| Assigned task 1 |
Render into Spanish this sentence from the passage about Tuco's vaccinations: "He took an oral vaccination, and he didn't cry."
| Assigned task 2 |
Reproduce the portion of the passage about Tuco's vaccinations starting with "I know, I know, it" and going on through "over his head.".

| Extract to read |
━━━━━━

I know, I know, it is for his own good, and in the long run it’s better to get the vaccines now rather than face a serious illness later. All that logic doesn’t help when my sweet little Tuco is crying so hard that little purple spots are showing up all over his head.
He did pretty well at the pediatrician’s office. He took an oral vaccination, and he didn’t cry. He just had a what-in-the-wide-wide-world-of-sports-is-a-goin’-on-here look on his face as he swallowed it down. The crying came when the nurse stuck him, first in the right leg and then in the left. He did calm down shortly afterwards and seemed fine, but the real crying didn’t start until the end of the day. It was close to his bedtime, and he was getting crabby and seemed uncomfortable. We decided to give him some Tylenol to help with any pain, so he could get a good night’s sleep.
As I put the medicine dropper into his mouth, he started to cry. It was as if something in his brain recalled the oral vaccination in the doctor’s office. He shot me a look as if to say, “You’re going to stick me in the legs next, aren’t you?” The crying intensified, and we couldn’t calm the poor guy down.

━━━━━━

| Data extract |

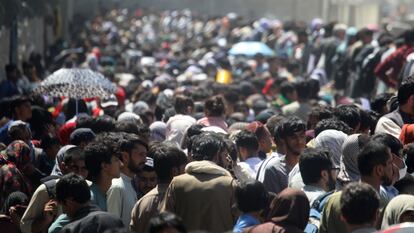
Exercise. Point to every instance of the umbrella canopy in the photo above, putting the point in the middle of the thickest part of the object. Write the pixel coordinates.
(76, 83)
(251, 48)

━━━━━━

| Exercise output 1 |
Tomó una vacuna oral y no lloró.

| Exercise output 2 |
I know, I know, it is for his own good, and in the long run it’s better to get the vaccines now rather than face a serious illness later. All that logic doesn’t help when my sweet little Tuco is crying so hard that little purple spots are showing up all over his head.